Task instructions
Show each line below that contains the word "black".
╭─ Records shown
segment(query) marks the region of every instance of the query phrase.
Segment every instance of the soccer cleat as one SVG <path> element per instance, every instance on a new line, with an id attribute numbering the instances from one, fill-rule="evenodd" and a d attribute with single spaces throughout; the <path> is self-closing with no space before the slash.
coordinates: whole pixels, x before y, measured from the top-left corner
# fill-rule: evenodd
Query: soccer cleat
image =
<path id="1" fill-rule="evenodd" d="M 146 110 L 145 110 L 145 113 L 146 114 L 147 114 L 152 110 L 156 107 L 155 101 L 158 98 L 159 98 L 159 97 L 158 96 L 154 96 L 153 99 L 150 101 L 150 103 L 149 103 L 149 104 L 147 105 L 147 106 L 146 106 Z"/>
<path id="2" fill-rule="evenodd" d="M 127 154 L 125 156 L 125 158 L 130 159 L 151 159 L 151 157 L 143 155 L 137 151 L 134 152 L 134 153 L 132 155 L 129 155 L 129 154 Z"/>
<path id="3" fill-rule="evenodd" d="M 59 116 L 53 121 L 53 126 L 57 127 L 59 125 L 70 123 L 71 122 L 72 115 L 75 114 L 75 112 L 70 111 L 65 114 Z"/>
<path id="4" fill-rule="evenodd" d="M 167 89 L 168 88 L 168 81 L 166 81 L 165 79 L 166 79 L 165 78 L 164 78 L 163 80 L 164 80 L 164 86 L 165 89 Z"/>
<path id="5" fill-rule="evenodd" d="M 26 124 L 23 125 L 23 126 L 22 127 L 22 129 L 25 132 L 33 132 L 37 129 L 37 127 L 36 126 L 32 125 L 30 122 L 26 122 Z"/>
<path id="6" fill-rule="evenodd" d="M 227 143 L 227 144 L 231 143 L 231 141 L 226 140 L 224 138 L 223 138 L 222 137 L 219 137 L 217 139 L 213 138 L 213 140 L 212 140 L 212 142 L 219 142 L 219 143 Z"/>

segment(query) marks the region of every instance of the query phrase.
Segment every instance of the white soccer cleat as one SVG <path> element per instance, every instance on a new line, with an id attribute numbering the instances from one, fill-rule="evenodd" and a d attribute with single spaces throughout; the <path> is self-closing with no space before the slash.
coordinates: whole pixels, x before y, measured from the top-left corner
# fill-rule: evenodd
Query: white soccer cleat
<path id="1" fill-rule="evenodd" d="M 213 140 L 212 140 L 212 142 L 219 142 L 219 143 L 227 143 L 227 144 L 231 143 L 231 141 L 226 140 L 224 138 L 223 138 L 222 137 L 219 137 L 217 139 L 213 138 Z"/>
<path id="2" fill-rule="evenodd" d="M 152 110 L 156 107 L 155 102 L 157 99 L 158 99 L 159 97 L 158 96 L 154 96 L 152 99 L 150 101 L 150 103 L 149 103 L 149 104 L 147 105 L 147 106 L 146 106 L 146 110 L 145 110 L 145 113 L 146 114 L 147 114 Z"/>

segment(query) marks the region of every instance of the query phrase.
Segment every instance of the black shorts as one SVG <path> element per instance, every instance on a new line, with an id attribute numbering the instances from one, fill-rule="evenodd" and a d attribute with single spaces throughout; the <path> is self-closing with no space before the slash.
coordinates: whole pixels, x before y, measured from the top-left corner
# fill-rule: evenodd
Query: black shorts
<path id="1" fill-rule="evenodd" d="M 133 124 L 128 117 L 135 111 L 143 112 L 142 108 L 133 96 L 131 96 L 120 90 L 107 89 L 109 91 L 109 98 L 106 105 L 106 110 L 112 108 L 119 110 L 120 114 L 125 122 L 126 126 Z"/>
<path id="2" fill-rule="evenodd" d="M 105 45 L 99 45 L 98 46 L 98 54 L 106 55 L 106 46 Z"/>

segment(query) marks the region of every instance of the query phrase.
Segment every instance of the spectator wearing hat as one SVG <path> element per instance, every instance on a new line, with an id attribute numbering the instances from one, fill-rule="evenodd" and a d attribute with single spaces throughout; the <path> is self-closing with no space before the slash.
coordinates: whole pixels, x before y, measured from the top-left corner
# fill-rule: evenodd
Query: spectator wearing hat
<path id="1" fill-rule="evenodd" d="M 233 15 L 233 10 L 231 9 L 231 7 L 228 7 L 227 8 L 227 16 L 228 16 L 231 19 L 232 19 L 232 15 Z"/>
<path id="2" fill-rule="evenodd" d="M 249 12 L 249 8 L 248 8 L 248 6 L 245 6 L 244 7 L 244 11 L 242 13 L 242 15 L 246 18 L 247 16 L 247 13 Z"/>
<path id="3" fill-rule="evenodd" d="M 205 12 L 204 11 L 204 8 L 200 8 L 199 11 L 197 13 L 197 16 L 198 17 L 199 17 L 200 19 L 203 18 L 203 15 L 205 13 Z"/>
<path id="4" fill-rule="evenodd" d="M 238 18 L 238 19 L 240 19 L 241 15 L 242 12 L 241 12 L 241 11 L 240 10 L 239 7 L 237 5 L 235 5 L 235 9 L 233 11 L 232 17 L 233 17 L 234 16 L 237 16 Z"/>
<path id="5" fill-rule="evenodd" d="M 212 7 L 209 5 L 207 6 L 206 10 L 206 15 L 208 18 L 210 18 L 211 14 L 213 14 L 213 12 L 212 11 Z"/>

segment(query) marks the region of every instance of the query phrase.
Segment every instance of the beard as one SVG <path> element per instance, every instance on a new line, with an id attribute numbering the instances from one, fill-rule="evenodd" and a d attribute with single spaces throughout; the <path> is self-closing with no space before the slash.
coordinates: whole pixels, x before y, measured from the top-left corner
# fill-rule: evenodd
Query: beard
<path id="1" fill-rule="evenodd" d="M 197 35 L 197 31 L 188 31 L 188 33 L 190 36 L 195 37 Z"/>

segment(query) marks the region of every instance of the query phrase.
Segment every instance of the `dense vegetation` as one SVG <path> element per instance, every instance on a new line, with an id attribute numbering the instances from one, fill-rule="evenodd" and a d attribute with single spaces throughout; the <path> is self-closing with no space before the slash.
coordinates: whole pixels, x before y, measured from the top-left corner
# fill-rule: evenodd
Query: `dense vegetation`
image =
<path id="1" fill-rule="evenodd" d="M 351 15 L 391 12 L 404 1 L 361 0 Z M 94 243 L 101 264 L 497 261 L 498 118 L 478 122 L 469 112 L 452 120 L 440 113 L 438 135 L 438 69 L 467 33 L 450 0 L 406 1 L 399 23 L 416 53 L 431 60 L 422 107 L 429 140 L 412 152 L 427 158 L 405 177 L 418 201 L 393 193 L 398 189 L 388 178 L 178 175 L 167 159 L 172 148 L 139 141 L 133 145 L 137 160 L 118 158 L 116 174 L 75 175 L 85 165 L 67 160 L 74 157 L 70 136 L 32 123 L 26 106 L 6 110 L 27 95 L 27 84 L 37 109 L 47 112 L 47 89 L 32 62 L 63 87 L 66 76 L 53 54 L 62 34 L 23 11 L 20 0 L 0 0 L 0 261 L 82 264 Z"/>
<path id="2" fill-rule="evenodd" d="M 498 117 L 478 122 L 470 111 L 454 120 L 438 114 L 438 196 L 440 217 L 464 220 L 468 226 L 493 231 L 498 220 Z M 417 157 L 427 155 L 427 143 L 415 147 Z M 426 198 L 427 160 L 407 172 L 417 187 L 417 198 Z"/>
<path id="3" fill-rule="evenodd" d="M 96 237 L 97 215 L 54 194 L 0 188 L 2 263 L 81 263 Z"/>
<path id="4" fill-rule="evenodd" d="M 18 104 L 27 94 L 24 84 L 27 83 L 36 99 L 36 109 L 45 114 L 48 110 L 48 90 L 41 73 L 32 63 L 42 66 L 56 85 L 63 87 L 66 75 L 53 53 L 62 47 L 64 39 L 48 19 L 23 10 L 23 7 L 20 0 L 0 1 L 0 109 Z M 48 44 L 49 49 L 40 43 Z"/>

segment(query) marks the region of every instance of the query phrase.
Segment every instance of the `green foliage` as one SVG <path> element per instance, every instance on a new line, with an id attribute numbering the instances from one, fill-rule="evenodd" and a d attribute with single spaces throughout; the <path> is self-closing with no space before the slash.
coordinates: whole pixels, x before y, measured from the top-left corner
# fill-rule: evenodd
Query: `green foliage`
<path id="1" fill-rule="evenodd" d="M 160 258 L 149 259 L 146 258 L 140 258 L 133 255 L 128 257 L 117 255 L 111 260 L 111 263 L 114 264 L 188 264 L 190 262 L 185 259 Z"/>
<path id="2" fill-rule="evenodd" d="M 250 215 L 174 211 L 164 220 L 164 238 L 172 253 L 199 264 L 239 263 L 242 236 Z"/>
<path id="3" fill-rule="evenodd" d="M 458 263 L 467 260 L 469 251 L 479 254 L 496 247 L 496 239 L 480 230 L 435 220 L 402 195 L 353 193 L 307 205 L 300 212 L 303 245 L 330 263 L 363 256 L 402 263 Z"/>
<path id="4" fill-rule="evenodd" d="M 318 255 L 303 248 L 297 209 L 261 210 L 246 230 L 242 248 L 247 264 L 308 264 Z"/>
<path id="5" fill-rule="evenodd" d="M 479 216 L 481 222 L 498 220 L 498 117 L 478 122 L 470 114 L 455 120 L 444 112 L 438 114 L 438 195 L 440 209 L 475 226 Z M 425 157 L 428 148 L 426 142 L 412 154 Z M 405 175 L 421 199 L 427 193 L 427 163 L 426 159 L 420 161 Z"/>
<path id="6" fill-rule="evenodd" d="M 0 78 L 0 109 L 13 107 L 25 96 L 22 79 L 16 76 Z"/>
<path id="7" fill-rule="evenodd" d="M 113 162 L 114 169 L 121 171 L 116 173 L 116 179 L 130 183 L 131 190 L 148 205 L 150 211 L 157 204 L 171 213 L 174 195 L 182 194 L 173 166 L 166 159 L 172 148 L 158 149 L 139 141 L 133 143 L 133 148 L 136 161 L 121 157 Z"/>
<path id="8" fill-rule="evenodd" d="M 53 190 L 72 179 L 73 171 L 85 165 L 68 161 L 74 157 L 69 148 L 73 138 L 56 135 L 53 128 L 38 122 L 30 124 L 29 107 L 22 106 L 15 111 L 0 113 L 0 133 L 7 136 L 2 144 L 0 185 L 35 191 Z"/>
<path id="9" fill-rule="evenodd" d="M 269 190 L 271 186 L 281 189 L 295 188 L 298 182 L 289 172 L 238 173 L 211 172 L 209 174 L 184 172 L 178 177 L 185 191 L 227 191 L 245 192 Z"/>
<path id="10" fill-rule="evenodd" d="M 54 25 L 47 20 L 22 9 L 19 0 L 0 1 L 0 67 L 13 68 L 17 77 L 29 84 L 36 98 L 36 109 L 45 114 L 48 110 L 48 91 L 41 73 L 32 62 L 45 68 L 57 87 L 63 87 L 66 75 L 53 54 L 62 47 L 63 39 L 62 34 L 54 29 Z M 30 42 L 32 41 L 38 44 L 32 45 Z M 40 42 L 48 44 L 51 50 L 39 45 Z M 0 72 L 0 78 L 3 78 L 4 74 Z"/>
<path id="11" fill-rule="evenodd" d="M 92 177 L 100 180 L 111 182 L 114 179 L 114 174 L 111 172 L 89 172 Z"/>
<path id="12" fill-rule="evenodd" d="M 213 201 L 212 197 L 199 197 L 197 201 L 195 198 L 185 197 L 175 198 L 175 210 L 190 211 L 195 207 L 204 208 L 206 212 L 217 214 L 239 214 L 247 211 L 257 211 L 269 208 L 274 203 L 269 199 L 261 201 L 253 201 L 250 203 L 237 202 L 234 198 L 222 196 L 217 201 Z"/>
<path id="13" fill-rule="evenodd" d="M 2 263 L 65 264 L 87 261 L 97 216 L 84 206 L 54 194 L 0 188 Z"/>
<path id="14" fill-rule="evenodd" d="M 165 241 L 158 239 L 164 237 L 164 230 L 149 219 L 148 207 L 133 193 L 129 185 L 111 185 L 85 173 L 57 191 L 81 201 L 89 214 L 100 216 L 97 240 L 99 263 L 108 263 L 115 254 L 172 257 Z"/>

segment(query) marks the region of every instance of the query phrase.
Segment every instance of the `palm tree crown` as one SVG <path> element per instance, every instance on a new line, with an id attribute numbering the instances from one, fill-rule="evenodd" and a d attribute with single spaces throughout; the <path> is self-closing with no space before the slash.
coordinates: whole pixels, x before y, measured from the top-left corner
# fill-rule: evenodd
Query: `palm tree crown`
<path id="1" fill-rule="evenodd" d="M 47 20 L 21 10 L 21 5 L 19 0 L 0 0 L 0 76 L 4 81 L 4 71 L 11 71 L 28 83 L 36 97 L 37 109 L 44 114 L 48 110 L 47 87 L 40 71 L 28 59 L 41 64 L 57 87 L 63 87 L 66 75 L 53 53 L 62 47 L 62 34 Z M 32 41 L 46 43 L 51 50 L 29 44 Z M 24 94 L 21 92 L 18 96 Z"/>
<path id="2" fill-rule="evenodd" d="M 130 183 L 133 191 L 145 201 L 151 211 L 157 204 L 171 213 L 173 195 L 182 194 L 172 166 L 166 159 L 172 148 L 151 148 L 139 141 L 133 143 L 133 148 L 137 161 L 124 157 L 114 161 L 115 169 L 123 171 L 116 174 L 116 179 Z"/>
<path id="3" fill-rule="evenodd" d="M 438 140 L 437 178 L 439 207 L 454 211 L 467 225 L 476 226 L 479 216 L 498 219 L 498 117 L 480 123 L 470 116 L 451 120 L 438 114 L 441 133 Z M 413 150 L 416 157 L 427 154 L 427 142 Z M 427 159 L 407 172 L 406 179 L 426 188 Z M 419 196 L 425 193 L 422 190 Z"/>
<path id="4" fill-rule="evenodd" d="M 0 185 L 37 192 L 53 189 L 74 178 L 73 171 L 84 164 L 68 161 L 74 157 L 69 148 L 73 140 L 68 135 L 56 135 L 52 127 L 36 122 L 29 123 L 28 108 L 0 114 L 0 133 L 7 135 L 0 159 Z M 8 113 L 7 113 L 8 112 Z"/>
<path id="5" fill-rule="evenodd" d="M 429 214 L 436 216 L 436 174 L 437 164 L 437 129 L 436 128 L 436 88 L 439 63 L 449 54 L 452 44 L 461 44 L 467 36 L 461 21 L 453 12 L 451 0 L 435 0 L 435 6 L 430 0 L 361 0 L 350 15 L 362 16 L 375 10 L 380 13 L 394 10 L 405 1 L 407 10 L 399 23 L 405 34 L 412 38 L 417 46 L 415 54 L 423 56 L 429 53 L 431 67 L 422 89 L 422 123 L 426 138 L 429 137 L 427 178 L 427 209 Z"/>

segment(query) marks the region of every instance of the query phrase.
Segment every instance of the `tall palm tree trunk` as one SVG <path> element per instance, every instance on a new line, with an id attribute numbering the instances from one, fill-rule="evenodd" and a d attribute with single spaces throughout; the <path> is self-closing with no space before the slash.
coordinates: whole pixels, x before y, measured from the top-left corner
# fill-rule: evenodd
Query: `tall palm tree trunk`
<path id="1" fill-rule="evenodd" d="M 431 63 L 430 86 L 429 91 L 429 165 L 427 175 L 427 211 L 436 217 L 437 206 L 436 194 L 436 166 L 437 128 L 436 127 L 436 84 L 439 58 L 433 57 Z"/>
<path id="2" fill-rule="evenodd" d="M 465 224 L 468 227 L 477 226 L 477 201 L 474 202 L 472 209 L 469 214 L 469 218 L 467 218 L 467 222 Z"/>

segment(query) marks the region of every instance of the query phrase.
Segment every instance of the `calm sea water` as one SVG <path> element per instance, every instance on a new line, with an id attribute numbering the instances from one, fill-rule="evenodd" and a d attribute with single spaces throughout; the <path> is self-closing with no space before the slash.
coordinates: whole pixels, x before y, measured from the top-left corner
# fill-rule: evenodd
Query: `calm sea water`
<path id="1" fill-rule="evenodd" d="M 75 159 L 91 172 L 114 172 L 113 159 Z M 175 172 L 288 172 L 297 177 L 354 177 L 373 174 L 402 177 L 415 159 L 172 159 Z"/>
╰─
Solution for this exercise
Segment every instance of the black shorts as one SVG <path> element per instance, every instance on a new line, with an id attribute numbering the instances from one, fill-rule="evenodd" and a d attribute with single spaces throughout; the <path> is self-closing with no space before the slash.
Query: black shorts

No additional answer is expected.